— What the task asks —
Reproduce only the lines starting at the one that has "Category: arched window" and stopping after the one that has "pixel 431 348", changing "instance" to "object" and leaving everything else as it is.

'''

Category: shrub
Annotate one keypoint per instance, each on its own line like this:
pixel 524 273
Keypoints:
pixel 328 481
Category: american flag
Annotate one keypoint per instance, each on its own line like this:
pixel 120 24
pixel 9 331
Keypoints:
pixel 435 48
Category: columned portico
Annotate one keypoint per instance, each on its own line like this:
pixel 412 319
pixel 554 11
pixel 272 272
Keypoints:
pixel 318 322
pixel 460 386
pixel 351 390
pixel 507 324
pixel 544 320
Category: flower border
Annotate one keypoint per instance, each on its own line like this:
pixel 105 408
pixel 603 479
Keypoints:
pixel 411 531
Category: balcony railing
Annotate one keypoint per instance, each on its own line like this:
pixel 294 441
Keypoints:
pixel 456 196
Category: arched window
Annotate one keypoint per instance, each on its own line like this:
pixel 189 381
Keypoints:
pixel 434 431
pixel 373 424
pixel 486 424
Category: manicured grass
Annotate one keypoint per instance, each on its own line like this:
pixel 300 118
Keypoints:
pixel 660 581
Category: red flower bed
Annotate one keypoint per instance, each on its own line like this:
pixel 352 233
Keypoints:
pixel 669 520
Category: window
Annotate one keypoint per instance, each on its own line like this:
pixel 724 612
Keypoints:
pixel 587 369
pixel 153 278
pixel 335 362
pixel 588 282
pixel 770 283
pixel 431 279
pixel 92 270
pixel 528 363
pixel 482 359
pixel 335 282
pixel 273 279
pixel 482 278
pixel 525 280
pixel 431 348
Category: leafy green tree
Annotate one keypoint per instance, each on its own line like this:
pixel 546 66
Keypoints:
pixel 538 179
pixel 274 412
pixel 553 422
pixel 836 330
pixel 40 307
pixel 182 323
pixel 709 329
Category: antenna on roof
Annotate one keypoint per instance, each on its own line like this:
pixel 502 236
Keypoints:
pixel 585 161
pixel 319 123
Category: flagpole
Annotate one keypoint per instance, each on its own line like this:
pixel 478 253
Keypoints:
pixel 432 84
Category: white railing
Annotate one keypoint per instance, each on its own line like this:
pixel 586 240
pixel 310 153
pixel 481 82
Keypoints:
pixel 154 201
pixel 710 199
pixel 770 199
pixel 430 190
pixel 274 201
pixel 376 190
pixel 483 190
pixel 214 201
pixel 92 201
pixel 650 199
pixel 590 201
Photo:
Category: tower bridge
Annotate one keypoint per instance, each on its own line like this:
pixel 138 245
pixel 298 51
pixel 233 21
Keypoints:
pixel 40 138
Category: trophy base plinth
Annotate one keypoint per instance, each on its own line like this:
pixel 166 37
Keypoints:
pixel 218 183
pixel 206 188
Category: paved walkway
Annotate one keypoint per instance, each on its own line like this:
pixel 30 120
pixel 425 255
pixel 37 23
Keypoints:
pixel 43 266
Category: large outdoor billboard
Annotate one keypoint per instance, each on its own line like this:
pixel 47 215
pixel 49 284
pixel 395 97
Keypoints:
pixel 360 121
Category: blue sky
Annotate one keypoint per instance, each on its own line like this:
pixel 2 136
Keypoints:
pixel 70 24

'''

— Answer for the task —
Category: arched window
Annotate one keypoint per object, each on its own line like this:
pixel 189 381
Keypoints:
pixel 434 431
pixel 373 424
pixel 486 424
Category: manicured grass
Annotate one keypoint per object, each on its own line like this:
pixel 300 118
Keypoints:
pixel 660 581
Category: red flower bed
Annotate one keypoint per object, each on its own line like this:
pixel 352 233
Keypoints:
pixel 669 520
Category: window
Annotate one keypoint per object, each on its own line like this:
pixel 724 612
Keypoints:
pixel 587 369
pixel 153 278
pixel 335 362
pixel 588 282
pixel 770 283
pixel 431 279
pixel 92 270
pixel 528 363
pixel 482 359
pixel 335 282
pixel 273 279
pixel 482 278
pixel 525 280
pixel 431 348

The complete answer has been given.